_TASK GOAL_
Reproduce the lines below without changes, starting at the line that contains "- **Locate**: the case logo decal" and ending after the line that contains "xmin=0 ymin=0 xmax=600 ymax=178".

(begin)

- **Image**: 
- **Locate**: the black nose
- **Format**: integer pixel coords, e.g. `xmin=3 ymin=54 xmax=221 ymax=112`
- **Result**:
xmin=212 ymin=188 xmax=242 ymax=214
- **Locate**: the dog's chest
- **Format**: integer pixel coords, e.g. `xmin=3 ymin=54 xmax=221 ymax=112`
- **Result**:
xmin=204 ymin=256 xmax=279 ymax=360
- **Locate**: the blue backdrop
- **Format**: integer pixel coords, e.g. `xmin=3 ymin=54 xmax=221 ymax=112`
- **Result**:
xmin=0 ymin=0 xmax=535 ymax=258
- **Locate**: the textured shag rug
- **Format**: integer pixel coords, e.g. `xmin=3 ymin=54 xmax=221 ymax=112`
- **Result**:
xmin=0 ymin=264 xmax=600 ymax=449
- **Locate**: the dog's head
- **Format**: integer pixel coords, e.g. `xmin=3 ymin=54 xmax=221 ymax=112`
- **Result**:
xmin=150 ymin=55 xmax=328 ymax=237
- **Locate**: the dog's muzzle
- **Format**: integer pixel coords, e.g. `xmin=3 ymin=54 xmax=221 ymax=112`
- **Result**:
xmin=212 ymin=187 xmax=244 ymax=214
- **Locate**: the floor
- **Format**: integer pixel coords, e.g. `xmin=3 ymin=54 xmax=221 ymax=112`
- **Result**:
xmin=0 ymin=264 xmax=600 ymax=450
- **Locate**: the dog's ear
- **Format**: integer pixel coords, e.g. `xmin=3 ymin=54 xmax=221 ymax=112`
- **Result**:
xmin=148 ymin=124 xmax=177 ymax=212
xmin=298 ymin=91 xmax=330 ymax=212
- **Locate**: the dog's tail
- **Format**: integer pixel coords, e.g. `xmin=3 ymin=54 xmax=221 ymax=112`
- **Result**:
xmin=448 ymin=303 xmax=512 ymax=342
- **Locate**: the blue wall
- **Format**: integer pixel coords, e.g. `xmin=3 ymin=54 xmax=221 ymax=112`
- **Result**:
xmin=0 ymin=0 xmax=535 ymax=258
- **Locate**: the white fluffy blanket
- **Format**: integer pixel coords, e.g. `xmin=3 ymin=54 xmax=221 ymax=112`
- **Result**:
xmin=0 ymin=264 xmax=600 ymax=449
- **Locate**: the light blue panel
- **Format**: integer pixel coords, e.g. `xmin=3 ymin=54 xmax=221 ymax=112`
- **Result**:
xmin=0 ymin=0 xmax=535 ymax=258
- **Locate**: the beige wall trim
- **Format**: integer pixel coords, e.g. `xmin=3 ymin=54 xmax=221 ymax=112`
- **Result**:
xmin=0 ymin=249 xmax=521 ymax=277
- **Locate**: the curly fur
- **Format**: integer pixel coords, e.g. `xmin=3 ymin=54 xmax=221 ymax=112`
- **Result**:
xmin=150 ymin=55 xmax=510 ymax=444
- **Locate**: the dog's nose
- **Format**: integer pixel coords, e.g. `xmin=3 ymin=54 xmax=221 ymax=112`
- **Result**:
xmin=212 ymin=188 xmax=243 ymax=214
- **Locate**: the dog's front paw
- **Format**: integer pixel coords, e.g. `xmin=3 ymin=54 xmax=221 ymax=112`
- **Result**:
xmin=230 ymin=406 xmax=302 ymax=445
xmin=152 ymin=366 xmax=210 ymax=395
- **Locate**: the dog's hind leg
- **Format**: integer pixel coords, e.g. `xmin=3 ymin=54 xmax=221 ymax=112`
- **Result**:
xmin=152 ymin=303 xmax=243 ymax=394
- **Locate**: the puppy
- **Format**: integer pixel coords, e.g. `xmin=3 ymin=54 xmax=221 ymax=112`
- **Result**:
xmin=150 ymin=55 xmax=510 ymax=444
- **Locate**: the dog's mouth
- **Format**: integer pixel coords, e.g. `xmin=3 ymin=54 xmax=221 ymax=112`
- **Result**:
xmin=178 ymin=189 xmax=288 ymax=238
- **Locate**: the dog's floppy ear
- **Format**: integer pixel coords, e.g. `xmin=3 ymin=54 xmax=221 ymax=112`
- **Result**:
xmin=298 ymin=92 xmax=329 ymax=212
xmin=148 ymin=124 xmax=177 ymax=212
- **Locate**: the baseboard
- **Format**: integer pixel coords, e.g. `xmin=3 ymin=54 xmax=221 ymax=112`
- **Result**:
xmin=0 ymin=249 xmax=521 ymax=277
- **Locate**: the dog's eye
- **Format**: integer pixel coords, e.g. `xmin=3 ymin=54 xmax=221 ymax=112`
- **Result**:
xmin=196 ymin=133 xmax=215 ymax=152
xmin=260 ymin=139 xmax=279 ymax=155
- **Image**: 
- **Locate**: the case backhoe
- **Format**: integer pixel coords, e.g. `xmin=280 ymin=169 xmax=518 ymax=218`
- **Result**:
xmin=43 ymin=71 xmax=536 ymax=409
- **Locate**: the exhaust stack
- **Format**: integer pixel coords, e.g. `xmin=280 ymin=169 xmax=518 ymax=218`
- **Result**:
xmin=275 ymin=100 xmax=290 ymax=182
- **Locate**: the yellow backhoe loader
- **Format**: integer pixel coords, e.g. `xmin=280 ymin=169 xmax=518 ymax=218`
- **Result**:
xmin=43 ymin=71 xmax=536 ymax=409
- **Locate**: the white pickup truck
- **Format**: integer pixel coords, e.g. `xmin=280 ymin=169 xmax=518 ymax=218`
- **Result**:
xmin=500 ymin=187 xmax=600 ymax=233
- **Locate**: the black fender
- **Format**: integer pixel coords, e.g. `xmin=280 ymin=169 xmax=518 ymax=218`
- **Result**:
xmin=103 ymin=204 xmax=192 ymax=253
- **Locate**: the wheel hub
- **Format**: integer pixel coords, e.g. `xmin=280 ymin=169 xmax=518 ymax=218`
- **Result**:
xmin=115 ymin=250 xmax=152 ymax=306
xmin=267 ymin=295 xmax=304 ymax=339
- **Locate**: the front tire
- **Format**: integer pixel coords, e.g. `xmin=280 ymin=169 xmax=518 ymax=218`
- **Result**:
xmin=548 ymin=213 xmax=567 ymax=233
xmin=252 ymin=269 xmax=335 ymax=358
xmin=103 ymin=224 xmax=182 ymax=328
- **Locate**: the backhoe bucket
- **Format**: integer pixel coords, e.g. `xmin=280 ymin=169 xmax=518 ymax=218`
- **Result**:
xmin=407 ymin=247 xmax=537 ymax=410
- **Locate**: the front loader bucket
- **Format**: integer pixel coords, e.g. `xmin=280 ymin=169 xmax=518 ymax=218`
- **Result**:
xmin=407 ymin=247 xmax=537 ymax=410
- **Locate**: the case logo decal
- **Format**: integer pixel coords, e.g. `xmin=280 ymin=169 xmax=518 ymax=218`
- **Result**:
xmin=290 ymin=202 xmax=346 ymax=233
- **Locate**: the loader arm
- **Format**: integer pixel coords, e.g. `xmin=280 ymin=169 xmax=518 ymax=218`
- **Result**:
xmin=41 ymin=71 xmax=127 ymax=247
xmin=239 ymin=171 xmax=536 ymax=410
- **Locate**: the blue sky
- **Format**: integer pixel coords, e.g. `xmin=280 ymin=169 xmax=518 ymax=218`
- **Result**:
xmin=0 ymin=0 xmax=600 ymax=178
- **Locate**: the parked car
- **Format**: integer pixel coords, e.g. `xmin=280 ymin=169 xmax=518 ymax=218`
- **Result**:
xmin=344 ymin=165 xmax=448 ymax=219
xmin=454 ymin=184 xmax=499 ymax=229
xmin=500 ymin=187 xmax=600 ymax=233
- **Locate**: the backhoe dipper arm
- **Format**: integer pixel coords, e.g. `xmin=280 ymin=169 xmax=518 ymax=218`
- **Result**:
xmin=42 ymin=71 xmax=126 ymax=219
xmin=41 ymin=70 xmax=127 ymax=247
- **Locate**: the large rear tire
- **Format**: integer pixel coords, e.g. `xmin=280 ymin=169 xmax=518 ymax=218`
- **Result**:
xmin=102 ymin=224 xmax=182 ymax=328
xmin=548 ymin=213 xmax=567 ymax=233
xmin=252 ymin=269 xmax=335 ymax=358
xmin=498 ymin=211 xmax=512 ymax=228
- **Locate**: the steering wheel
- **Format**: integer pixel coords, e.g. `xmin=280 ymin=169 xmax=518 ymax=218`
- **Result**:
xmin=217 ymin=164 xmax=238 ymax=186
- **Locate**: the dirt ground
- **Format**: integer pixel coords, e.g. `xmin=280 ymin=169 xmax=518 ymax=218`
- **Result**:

(end)

_CORRECT OUTPUT_
- **Locate**: the case logo decal
- **Format**: integer pixel coords, e.g. `xmin=280 ymin=169 xmax=518 ymax=218`
- **Result**:
xmin=290 ymin=202 xmax=346 ymax=233
- **Locate**: the loader arm
- **Format**: integer pixel coords, e.g. `xmin=280 ymin=169 xmax=518 ymax=218`
- **Result**:
xmin=41 ymin=71 xmax=127 ymax=247
xmin=239 ymin=171 xmax=536 ymax=410
- **Locate**: the blue sky
- **Format**: integer pixel coords, e.g. `xmin=280 ymin=169 xmax=518 ymax=218`
- **Result**:
xmin=0 ymin=0 xmax=600 ymax=178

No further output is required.